Directions: Using the material below, work out how many lines contain "tower". Only the number is wanted.
# # #
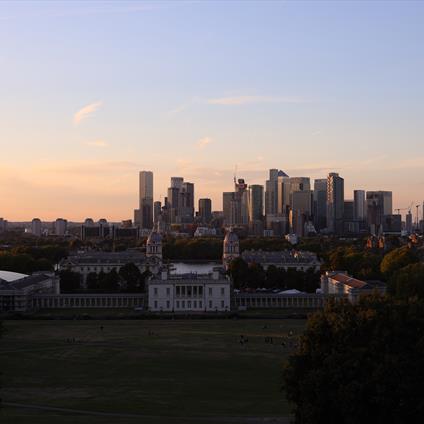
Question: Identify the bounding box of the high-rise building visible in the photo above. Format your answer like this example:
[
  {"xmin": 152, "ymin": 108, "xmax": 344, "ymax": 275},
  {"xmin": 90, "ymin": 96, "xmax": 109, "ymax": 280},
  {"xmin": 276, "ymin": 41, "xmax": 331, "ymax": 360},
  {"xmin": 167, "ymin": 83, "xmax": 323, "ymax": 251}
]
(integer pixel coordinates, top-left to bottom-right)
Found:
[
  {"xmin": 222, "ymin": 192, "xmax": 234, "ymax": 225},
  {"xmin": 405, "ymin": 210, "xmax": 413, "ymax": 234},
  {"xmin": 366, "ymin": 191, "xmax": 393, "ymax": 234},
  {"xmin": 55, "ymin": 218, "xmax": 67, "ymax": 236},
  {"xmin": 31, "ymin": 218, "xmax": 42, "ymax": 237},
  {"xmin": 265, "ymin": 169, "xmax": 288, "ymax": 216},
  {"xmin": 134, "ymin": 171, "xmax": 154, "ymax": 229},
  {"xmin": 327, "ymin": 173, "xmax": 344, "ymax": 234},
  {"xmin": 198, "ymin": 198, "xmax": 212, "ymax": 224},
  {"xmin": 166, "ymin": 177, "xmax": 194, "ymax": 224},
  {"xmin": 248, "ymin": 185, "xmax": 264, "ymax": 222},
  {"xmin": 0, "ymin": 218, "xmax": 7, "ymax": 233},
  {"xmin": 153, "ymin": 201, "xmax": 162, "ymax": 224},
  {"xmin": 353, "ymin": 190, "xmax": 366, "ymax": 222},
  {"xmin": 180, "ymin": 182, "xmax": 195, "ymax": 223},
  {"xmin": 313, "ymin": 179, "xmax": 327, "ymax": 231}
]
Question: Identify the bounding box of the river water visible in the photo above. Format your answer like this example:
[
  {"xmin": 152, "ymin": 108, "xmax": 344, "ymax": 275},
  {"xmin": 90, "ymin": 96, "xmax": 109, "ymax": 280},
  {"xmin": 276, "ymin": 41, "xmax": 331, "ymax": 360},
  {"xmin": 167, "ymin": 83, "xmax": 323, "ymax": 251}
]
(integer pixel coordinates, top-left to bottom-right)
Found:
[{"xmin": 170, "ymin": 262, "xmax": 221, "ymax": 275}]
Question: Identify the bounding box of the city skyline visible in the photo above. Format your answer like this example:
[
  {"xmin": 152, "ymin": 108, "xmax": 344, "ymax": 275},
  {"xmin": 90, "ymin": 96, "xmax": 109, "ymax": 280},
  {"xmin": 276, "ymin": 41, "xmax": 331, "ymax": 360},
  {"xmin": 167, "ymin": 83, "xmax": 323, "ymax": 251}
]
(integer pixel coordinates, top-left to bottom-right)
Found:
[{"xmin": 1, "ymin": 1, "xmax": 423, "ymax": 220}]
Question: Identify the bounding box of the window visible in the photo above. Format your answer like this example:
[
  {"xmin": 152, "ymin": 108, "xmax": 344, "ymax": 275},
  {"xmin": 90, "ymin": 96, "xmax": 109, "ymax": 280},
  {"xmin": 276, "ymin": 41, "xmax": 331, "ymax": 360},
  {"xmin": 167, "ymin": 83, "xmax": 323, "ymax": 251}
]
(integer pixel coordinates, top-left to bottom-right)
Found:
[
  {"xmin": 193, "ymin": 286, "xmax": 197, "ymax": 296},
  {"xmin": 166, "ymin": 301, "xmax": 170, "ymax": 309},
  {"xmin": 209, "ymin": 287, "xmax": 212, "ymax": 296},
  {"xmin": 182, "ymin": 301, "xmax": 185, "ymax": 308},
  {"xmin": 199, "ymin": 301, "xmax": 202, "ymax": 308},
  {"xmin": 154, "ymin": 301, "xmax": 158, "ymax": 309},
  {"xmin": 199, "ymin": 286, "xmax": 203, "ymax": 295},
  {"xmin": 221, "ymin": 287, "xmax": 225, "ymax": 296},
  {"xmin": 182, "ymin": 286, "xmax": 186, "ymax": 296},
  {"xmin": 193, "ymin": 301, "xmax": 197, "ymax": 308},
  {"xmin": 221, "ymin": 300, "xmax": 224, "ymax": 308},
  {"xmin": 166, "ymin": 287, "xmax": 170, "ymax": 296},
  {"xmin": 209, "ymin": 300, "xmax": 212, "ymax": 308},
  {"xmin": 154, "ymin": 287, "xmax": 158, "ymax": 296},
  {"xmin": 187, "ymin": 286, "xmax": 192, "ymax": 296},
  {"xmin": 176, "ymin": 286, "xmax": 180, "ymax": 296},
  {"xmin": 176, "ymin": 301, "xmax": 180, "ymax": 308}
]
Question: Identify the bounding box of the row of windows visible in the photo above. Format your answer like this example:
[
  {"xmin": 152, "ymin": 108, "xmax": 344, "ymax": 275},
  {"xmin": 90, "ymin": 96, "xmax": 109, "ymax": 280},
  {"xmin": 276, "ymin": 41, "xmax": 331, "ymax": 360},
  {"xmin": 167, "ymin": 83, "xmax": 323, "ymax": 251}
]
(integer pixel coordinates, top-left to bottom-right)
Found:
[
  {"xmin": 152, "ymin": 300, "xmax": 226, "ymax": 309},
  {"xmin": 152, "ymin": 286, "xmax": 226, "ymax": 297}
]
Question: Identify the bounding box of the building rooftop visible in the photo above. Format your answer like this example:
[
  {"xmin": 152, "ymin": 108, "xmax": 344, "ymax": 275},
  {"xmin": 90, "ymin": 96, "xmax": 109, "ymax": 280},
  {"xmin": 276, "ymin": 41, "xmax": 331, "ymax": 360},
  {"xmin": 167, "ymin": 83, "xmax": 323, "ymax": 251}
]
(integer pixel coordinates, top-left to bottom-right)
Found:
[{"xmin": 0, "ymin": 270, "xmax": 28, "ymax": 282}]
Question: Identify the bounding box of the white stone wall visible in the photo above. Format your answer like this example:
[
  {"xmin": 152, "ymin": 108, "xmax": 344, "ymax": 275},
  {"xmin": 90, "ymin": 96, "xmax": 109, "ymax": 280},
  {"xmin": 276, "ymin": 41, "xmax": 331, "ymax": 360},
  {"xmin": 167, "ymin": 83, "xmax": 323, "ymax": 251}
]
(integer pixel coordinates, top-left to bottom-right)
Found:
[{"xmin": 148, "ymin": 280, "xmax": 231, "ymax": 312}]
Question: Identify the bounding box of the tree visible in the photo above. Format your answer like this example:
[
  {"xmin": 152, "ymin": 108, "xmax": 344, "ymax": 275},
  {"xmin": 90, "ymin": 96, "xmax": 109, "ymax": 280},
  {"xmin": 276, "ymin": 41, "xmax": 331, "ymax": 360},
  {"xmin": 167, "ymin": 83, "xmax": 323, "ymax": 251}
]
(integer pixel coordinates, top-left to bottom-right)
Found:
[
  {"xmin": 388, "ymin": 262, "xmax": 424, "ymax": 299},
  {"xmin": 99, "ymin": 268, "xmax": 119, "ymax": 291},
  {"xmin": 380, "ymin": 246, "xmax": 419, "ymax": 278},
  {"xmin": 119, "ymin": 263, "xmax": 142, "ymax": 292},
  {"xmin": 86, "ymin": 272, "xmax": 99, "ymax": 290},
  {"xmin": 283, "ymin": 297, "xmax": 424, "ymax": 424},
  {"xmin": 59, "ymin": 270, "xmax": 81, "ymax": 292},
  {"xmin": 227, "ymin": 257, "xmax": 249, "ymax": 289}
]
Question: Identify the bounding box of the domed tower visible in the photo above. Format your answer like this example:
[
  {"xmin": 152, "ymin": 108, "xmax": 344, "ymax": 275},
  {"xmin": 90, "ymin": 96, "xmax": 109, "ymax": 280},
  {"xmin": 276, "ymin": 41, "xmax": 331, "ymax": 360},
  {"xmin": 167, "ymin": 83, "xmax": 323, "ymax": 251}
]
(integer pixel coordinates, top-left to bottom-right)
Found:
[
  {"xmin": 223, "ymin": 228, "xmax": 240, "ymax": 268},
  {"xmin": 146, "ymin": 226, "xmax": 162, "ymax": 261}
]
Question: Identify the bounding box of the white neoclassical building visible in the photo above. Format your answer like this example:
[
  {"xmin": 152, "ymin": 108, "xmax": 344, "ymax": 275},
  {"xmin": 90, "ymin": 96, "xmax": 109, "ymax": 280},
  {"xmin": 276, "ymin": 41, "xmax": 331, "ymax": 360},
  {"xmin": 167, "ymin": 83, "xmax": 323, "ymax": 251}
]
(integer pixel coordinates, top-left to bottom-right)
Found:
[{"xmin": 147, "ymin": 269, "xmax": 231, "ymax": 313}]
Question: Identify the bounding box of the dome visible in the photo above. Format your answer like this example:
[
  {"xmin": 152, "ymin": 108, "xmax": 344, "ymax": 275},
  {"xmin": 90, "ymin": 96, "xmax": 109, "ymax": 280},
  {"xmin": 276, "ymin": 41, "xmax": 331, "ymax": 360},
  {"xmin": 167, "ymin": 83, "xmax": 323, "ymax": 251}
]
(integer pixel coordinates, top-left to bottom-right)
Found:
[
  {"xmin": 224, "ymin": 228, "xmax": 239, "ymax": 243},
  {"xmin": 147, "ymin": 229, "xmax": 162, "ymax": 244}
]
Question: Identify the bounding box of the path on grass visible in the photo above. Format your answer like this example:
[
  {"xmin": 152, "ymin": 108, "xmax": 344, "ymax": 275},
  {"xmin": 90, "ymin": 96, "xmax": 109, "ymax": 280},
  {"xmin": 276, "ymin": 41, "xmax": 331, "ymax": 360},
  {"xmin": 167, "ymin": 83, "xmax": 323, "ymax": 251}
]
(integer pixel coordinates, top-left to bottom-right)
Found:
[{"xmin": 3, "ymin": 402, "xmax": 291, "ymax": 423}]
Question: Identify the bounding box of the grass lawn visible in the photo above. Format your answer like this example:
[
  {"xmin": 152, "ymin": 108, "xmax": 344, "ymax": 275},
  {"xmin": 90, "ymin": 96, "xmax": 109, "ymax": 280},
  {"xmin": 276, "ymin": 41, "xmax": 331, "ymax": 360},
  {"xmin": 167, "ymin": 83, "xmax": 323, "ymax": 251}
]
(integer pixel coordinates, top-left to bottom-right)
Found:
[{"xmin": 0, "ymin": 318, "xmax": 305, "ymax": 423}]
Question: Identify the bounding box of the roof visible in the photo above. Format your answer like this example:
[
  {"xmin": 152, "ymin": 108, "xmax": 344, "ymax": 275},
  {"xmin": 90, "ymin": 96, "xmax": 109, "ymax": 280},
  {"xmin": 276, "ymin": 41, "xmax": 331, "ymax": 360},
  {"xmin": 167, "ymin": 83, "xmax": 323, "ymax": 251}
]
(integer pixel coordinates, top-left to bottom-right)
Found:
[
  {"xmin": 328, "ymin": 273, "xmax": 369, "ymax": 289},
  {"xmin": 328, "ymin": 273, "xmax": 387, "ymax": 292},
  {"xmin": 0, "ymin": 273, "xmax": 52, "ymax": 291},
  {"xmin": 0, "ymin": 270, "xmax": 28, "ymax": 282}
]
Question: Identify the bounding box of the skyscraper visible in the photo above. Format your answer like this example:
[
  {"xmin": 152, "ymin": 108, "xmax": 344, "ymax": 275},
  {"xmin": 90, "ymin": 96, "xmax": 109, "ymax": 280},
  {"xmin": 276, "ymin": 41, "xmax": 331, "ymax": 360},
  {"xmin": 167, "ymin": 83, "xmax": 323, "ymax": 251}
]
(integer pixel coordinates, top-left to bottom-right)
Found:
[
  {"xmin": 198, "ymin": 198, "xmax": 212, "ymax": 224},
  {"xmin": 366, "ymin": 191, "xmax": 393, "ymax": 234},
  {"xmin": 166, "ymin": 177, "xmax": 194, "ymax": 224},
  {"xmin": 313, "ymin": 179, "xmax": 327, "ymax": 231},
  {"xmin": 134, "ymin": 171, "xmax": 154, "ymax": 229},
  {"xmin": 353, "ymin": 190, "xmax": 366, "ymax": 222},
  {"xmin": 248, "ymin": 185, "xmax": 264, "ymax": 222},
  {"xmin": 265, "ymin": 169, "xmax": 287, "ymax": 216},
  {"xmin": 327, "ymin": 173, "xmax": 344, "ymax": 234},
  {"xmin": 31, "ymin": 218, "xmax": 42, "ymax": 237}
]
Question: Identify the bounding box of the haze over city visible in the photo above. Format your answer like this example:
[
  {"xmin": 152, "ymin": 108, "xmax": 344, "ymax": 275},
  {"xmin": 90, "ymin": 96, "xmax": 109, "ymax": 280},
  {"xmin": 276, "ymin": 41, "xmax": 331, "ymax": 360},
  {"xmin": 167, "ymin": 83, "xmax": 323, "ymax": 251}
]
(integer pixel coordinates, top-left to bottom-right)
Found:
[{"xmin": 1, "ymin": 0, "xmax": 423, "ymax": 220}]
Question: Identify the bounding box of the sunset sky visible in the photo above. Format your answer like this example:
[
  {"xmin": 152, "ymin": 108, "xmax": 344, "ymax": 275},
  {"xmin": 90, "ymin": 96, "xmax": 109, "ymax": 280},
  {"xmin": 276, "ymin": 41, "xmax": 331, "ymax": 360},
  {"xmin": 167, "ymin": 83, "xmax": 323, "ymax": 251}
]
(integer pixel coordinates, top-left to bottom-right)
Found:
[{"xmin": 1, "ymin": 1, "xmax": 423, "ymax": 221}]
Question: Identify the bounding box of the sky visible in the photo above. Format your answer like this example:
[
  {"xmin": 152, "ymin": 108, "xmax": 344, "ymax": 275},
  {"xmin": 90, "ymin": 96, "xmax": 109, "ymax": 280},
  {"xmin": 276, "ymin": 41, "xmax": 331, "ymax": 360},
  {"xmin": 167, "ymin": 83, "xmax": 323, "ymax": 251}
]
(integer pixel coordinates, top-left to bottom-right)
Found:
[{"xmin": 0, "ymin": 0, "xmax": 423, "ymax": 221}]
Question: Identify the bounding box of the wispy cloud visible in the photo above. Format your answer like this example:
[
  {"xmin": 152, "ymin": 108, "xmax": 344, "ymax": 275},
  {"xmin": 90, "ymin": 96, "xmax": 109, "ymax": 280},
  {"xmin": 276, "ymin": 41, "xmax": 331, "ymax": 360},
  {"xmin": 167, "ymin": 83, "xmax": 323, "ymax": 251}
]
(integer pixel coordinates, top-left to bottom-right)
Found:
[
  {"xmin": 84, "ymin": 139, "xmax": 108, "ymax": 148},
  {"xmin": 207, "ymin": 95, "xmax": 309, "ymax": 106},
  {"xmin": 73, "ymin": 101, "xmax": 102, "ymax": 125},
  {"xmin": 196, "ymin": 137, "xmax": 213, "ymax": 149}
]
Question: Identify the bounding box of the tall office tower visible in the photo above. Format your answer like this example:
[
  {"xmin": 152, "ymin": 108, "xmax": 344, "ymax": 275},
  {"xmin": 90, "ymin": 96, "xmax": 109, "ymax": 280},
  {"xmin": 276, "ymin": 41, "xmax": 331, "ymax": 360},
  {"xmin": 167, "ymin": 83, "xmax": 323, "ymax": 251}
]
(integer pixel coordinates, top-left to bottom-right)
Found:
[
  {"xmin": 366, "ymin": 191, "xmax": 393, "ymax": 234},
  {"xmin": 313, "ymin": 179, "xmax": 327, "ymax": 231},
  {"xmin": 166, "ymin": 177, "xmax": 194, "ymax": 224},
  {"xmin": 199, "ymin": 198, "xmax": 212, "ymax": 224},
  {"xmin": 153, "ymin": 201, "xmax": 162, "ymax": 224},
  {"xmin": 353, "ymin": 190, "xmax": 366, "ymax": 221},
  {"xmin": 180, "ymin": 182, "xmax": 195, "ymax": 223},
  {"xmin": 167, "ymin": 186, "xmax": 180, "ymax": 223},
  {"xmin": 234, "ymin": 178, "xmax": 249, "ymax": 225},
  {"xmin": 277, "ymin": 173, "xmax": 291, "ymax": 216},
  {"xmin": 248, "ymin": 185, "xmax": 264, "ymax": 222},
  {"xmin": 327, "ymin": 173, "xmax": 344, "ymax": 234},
# # #
Finished exercise: 2